TASK TO CARRY OUT:
Rewrite the lines from the beginning through the line containing "[136, 830, 163, 864]", changing "tight box" to "bounding box" and leaving everything else as it stands.

# START OF DATA SECTION

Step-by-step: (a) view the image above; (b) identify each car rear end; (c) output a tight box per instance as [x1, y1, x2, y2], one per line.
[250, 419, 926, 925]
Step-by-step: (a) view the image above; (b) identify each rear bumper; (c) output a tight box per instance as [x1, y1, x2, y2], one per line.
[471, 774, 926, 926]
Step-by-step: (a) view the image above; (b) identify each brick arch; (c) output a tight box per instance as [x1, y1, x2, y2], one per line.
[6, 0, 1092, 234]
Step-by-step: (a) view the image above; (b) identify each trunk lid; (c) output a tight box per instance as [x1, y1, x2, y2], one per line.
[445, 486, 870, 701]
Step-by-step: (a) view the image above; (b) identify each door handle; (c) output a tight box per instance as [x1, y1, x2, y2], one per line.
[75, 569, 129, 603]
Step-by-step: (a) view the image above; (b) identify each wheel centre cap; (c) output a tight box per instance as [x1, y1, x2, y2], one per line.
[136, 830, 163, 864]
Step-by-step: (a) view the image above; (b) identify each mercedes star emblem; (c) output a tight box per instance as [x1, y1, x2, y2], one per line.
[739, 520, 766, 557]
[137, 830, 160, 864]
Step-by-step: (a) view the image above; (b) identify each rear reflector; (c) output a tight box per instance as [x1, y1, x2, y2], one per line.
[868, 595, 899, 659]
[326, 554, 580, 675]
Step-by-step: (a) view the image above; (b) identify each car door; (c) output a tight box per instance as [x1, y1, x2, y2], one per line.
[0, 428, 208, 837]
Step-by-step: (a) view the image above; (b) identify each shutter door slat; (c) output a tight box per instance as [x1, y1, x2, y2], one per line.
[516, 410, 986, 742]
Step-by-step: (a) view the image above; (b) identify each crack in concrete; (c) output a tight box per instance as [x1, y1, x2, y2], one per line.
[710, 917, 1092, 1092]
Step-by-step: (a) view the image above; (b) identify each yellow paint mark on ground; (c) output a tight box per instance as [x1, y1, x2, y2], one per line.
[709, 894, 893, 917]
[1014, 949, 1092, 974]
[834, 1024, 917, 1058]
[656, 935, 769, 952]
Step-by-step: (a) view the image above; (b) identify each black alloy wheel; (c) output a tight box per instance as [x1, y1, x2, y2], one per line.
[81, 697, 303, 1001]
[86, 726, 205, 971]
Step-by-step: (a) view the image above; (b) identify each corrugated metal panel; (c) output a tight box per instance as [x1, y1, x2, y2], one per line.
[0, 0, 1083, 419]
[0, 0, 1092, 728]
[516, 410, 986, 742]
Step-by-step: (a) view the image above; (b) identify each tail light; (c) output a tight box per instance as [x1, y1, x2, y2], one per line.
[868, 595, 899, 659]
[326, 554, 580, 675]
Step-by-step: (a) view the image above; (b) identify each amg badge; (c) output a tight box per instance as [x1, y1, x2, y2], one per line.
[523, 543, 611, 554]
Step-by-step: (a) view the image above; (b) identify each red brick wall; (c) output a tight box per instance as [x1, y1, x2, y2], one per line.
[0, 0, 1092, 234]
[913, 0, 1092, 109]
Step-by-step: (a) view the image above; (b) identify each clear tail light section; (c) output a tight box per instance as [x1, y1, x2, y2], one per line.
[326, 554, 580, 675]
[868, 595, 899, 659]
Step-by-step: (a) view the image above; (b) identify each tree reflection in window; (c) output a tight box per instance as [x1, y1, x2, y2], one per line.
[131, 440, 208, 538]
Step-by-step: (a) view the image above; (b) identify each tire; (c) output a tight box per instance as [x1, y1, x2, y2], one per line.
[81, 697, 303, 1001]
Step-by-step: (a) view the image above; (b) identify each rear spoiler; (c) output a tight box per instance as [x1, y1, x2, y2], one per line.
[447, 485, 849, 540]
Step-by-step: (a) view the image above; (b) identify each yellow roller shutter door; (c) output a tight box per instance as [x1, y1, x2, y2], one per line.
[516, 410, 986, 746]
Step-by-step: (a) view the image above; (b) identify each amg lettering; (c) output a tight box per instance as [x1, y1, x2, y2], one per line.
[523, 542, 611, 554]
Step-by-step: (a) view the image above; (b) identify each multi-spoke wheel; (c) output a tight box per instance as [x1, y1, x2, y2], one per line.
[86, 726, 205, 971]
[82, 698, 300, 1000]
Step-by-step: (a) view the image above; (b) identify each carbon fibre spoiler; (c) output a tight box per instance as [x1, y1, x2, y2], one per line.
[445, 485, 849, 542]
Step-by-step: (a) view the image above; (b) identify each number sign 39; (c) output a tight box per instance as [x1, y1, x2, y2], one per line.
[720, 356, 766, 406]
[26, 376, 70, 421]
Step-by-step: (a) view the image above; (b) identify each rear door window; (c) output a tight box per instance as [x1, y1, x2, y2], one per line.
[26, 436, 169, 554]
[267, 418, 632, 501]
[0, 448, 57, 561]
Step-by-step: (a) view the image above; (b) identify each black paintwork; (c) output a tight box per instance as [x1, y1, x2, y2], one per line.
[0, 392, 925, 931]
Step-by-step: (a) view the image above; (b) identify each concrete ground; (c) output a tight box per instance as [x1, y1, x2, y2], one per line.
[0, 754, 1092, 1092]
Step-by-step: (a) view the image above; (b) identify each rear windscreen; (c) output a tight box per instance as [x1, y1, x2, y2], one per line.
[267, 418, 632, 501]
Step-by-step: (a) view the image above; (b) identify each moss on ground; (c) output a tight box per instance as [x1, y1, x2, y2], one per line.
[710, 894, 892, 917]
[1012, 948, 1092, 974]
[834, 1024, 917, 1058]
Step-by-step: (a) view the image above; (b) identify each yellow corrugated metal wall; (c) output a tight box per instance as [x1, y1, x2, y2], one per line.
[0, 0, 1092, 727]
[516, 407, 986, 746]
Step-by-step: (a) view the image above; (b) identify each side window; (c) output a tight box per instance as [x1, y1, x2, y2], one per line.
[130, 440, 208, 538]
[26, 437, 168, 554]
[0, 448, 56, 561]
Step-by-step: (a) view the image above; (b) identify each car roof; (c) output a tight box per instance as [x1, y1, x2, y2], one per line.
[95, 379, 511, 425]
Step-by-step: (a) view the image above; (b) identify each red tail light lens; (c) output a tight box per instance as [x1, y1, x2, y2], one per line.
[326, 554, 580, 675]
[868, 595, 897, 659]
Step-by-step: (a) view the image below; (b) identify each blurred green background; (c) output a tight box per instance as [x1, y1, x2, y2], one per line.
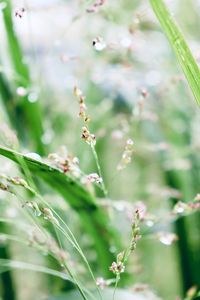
[0, 0, 200, 300]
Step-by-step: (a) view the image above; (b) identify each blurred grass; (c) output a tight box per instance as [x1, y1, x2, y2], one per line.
[0, 0, 45, 155]
[0, 0, 200, 300]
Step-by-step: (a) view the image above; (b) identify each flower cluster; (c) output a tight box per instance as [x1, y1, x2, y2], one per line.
[48, 146, 80, 177]
[117, 139, 136, 170]
[109, 251, 125, 276]
[81, 126, 96, 147]
[130, 209, 142, 251]
[74, 86, 96, 147]
[92, 36, 106, 51]
[86, 0, 106, 13]
[0, 182, 8, 191]
[87, 173, 103, 183]
[96, 277, 115, 290]
[15, 7, 25, 19]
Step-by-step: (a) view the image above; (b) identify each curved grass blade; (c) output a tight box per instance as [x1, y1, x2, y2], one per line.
[0, 259, 73, 282]
[0, 147, 122, 276]
[150, 0, 200, 106]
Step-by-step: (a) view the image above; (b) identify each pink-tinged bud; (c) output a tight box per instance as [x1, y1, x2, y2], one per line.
[194, 194, 200, 201]
[17, 86, 27, 97]
[15, 7, 25, 18]
[87, 173, 102, 183]
[72, 157, 79, 165]
[94, 2, 100, 7]
[117, 250, 125, 263]
[84, 116, 90, 124]
[74, 86, 82, 97]
[86, 6, 97, 13]
[141, 88, 149, 98]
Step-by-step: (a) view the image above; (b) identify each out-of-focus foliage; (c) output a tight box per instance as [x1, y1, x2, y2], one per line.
[0, 0, 200, 300]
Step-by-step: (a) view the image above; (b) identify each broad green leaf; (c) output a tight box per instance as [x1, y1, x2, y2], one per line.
[0, 147, 122, 275]
[150, 0, 200, 106]
[45, 288, 149, 300]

# END OF DATA SECTION

SOLUTION TO THE PROBLEM:
Step-by-step: (a) view the image above; (b) identify each car rear end; (c) output a bounding box per instance as [x1, y1, x2, y2], one per line.
[250, 419, 926, 925]
Step-by-step: (a) view the image above; (b) identify each rear bumper; (c) output a bounding box per instance as [x1, y1, x2, y2], one per line.
[471, 774, 926, 926]
Step-by-step: (a) view the image above; (b) identify each brick arch; (c) output a bounding box per instance as [x1, y1, x2, y2], one per line.
[6, 0, 1092, 234]
Step-by-step: (a) view the image above; (b) identify each trunk lid; (c) output a bounding box per instance as [x1, y1, x2, y2], one per line.
[445, 486, 870, 701]
Step-by-step: (a) view the image above; (b) identify each door handle; (c) output a bounding box per instance as [x1, y1, x2, y2], one per line.
[75, 569, 129, 603]
Step-by-step: (a) view the image above; (b) identify each wheel centre cap; (c) output a bounding box per instance as [x1, y1, x2, y2], one per line.
[136, 830, 163, 864]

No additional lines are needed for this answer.